## [What is required]
Lines from the one containing "Query: dirt trail" through the last line of the material below: print these exactly, and only these.

## [Provided information]
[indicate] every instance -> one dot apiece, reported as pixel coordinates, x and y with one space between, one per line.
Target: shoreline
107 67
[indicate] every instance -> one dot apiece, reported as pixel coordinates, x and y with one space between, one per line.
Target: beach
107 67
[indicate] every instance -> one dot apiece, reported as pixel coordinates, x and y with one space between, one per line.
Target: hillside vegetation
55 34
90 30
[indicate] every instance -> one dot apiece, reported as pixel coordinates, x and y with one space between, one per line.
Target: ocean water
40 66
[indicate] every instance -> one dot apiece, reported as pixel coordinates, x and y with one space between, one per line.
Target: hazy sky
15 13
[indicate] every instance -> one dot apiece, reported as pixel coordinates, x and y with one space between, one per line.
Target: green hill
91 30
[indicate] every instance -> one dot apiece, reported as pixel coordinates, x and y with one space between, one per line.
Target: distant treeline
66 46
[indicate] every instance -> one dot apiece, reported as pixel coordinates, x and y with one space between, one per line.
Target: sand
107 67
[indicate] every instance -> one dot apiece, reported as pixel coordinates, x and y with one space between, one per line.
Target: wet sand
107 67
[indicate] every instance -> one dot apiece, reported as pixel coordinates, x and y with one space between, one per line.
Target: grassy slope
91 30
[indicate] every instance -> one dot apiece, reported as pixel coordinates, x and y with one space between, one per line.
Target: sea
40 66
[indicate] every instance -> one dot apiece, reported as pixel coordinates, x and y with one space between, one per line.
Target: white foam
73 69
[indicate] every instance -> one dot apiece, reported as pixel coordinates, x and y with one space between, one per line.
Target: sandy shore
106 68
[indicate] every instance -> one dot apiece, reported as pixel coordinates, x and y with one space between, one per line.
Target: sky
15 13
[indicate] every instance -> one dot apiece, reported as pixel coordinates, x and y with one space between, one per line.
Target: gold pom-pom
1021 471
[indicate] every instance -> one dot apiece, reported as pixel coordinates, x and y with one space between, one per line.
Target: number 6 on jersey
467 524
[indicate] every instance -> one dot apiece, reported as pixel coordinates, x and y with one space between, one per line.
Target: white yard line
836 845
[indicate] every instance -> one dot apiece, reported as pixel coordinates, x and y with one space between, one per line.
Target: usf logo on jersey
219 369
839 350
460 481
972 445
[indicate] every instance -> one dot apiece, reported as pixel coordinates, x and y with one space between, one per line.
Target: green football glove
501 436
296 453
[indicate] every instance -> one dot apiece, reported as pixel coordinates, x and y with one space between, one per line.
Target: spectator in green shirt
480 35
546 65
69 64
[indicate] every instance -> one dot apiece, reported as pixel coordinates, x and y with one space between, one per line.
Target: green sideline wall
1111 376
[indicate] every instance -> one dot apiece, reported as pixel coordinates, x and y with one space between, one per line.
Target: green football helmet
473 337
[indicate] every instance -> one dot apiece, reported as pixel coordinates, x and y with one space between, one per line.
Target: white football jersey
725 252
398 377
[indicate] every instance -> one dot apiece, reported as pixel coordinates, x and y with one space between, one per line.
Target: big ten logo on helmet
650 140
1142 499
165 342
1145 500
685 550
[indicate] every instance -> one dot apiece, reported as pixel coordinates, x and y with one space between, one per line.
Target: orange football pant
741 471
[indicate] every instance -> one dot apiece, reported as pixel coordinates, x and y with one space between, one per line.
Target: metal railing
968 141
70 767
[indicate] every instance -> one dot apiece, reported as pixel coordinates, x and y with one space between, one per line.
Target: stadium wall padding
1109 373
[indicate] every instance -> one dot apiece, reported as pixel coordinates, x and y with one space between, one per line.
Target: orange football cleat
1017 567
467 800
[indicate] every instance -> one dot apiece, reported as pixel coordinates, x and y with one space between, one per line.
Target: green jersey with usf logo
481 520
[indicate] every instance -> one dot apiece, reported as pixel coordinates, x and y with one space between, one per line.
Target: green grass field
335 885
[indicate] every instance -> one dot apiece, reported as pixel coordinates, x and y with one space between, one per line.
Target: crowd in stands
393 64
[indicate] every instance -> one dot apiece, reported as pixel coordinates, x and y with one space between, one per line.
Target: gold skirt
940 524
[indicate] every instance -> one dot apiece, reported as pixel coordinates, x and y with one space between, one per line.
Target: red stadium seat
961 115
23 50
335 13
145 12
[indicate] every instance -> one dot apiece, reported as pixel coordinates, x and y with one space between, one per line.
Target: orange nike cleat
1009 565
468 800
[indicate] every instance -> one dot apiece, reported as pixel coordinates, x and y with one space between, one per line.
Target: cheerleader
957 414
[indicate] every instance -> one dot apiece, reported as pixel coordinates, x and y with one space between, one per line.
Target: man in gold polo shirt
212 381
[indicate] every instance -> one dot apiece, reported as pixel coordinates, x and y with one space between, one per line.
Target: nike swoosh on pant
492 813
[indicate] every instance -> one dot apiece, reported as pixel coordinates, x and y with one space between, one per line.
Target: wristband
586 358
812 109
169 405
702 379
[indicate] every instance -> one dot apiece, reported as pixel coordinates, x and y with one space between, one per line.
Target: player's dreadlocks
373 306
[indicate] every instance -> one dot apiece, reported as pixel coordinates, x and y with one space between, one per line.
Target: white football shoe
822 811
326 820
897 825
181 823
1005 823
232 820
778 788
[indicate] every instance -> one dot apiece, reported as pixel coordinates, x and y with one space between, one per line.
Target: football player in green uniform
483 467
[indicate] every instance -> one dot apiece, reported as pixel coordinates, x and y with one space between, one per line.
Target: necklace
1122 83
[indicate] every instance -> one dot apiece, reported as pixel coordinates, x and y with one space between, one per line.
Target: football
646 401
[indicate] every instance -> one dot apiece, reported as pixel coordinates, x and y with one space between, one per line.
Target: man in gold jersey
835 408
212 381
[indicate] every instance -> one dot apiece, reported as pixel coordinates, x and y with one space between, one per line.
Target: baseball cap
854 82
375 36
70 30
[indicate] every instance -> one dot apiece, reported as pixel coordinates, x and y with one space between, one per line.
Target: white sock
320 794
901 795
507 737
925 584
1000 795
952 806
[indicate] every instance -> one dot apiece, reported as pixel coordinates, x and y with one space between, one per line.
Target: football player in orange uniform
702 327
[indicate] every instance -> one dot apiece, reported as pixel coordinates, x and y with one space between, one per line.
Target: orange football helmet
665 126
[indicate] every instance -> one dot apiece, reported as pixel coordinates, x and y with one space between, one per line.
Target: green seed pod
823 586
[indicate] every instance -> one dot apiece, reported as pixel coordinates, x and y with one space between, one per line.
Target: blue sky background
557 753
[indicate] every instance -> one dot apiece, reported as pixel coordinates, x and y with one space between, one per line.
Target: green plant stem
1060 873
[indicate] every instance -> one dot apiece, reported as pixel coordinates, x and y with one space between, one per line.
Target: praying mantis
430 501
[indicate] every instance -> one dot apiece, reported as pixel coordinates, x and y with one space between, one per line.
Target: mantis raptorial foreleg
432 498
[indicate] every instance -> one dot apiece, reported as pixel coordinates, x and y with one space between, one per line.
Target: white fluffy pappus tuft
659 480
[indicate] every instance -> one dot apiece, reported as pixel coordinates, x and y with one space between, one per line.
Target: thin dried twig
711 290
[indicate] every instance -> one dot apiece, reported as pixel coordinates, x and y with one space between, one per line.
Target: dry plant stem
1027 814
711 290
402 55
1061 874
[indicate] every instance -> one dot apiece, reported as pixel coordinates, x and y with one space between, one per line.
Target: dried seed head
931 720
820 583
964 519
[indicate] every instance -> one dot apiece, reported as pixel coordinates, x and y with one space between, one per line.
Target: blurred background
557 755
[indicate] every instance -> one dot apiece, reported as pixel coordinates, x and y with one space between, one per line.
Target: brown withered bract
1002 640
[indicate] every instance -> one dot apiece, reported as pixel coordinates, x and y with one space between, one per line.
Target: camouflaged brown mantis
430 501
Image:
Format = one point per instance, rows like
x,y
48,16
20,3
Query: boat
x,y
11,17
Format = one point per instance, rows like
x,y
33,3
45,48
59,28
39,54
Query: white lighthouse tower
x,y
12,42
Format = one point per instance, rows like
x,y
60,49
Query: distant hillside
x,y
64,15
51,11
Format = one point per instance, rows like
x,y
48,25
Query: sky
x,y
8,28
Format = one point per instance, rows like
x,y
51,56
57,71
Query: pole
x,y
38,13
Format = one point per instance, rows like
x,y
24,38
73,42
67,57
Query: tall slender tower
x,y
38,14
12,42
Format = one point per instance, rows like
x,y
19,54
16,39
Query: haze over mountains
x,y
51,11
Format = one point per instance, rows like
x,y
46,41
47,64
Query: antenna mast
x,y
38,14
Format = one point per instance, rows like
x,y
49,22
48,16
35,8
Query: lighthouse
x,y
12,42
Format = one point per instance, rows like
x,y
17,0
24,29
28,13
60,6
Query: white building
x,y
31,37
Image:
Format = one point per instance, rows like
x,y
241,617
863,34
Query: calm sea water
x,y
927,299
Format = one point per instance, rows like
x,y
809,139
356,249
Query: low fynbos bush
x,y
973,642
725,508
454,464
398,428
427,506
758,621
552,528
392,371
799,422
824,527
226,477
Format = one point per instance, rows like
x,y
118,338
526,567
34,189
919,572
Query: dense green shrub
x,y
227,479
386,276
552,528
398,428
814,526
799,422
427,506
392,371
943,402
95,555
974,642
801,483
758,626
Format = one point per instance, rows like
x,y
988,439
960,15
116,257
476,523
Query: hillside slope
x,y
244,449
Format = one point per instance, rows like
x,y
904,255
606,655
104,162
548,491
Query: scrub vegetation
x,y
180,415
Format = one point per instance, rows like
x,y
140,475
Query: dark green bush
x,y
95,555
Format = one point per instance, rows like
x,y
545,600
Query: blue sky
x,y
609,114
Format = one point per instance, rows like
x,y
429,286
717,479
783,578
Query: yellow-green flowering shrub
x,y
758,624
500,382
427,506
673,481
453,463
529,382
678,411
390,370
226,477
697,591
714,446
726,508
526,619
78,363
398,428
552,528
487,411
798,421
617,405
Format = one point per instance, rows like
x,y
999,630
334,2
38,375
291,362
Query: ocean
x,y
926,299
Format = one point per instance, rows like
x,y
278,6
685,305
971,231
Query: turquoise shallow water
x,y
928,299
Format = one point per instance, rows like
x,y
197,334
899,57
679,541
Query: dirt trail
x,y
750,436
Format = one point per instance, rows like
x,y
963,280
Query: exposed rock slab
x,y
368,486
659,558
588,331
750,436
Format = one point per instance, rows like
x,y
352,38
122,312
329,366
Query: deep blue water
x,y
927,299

## [Response area]
Query: dirt trail
x,y
750,436
Format = one point per instance, rows like
x,y
963,280
Query: exposed rock slab
x,y
368,486
659,558
588,331
750,436
Format = one point per instance, rows like
x,y
352,38
122,312
329,366
Query: deep blue water
x,y
927,299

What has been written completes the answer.